## Document passage

March 29, 2011
The Honorable Eric H. Holder, Jr.
Attorney General of the United States
United States Department of Justice
950 Pennsylvania Avenue, NW
Washington, D.C. 20530-0001
James M. Reams, Esq.
President of the National District Attorneys Association
Rockingham County Attorney’s Office
Rockingham County Superior Courthouse,
10 Rte. 125
Brentwood, N.H. 03833
President of the National Association of Attorneys General
2030 M Street NW, 8th Floor
Washington, D.C. 20036
Today the U.S. Supreme Court in Connick v. Thompson took away most of the only remaining means those of us who have been wrongfully convicted of a crime had for holding prosecutors liable for their misconduct. Although all other professionals, from doctors to airline pilots to clergy, can be held liable for their misconduct, the Supreme Court has effectively given prosecutors complete immunity for their actions. We, the undersigned and our families, have suffered profound harm at the hands of careless, overzealous and unethical prosecutors. Unfortunately, today’s ruling only threatens to further embolden those prosecutors who are willing to abandon their responsibility to seek justice in their zeal to win convictions.
Now that the wrongfully convicted have virtually no meaningful access to the courts to hold prosecutors liable for their misdeeds, we demand to know what you intend to do to put a check on the otherwise unchecked and enormous power that prosecutors wield over the justice system.

## Listed entries
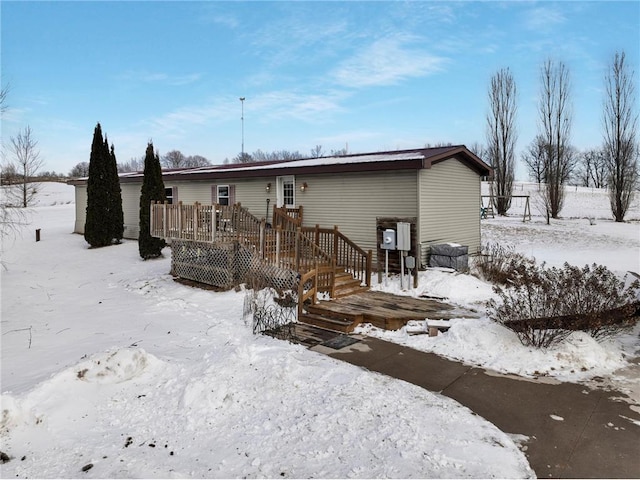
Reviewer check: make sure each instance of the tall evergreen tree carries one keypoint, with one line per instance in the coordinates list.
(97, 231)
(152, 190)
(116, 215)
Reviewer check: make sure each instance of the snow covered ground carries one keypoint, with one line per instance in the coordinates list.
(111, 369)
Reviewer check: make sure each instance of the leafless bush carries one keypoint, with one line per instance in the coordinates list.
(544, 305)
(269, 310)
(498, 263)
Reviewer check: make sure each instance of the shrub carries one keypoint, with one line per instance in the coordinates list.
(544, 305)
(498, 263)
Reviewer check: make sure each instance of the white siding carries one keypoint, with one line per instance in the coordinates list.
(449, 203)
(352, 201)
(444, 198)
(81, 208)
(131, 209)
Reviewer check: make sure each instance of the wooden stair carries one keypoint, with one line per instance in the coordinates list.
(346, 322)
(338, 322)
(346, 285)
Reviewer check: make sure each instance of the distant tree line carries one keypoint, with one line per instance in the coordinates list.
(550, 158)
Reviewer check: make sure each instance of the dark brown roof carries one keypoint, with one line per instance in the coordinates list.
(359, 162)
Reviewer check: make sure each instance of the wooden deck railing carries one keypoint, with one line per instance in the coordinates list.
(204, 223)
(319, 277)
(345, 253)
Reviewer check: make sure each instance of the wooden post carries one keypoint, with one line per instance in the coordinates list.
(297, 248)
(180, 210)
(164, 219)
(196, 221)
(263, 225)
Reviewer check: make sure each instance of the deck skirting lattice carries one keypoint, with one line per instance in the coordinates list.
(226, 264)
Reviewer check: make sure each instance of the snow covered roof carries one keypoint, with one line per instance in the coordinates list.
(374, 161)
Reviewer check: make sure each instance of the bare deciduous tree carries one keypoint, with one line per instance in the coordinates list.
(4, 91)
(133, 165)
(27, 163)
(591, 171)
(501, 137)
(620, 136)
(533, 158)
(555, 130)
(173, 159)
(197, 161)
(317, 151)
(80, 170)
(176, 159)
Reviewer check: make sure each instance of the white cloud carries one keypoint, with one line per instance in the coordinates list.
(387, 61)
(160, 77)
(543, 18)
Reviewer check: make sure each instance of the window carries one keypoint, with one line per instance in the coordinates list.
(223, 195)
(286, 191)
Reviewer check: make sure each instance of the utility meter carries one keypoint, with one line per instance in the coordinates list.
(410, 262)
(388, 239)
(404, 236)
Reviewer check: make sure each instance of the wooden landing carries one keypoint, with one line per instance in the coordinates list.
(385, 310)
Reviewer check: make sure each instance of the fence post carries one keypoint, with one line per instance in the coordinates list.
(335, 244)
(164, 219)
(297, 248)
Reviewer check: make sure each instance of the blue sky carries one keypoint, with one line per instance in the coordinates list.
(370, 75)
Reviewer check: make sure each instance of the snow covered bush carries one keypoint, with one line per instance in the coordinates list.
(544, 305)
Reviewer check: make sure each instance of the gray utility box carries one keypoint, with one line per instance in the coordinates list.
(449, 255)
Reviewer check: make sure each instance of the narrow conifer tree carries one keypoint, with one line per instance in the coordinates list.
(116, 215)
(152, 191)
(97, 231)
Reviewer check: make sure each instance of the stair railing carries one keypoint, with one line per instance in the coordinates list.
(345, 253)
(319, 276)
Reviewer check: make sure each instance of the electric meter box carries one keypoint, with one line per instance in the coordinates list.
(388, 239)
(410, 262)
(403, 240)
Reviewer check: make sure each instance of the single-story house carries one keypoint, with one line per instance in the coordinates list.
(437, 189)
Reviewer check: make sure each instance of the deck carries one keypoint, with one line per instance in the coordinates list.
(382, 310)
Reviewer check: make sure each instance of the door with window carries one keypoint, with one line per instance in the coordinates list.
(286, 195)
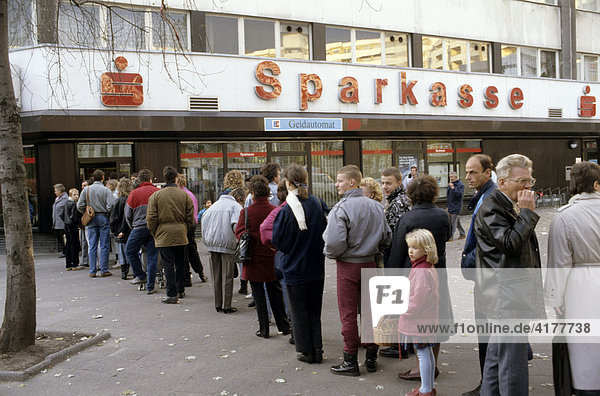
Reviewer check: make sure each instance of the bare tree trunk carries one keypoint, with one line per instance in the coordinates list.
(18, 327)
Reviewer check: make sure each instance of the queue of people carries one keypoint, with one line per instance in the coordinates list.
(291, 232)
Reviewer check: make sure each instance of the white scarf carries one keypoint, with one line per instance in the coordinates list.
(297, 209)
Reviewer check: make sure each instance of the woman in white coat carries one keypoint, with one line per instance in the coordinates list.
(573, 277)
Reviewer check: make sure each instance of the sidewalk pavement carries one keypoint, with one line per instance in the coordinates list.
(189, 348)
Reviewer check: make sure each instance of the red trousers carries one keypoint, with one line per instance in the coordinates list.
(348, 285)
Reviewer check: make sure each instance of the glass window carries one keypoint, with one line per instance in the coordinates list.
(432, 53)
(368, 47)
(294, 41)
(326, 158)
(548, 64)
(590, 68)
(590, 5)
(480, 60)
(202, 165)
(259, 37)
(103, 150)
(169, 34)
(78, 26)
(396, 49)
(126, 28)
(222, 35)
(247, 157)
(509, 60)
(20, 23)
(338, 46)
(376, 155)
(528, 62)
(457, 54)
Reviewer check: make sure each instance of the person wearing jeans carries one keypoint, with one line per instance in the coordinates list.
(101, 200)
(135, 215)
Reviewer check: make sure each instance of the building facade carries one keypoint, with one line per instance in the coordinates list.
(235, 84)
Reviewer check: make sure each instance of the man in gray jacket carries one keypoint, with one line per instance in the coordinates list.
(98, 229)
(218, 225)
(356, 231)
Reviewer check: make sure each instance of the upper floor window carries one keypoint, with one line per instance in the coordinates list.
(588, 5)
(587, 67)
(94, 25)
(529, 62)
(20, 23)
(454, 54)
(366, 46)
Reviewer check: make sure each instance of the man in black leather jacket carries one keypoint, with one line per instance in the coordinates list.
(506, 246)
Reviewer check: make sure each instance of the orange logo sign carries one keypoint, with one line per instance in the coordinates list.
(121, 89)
==
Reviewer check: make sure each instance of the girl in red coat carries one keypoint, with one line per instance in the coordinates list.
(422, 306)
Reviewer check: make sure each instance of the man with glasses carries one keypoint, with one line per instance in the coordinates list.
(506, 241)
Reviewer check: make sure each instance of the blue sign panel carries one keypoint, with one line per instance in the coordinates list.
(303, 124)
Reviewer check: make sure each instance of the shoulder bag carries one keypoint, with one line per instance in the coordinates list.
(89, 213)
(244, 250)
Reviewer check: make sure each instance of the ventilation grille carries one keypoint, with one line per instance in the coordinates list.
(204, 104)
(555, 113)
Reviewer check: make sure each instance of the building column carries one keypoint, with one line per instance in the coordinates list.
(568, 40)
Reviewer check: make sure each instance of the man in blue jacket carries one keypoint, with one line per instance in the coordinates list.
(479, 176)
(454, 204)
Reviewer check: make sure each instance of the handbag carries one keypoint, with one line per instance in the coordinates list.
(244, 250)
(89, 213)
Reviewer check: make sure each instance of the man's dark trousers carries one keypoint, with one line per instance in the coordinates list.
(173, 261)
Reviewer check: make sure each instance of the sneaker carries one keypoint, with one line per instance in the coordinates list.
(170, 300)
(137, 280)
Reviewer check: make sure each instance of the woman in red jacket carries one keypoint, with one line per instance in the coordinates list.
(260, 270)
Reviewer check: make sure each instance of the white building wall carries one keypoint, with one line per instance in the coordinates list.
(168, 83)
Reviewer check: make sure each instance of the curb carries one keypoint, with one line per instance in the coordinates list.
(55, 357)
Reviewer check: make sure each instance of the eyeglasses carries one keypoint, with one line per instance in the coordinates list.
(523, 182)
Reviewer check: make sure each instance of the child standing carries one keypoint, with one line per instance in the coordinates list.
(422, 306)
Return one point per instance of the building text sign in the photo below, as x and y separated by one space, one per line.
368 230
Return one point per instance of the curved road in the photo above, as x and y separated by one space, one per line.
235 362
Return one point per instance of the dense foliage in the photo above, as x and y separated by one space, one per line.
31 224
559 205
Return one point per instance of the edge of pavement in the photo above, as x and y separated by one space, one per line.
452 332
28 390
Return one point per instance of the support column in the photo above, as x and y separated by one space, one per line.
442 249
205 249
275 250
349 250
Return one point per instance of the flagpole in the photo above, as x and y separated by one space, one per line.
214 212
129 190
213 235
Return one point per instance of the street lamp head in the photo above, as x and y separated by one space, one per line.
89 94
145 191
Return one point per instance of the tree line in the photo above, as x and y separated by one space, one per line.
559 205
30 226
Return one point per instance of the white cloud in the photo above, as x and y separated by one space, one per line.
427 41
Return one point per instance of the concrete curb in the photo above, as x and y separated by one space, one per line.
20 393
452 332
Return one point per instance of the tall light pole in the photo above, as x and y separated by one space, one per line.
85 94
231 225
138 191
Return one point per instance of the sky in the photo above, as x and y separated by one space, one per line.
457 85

## What to do
Retype everything in the letter about Connick v. Thompson from "Now that the" down to "the justice system.", word for word. The entries are separate material and have nothing to do with the letter.

## Reply
Now that the wrongfully convicted have virtually no meaningful access to the courts to hold prosecutors liable for their misdeeds, we demand to know what you intend to do to put a check on the otherwise unchecked and enormous power that prosecutors wield over the justice system.